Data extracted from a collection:
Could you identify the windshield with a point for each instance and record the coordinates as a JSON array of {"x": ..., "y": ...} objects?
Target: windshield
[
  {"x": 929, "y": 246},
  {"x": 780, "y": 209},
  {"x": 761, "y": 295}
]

▶ _Task to complete_
Write out again every entry above, exactly as given.

▶ _Solution_
Could you identify the windshield with a point for each instance and record the coordinates as a JSON array of {"x": ..., "y": ...} objects?
Target: windshield
[
  {"x": 929, "y": 246},
  {"x": 780, "y": 209},
  {"x": 761, "y": 295}
]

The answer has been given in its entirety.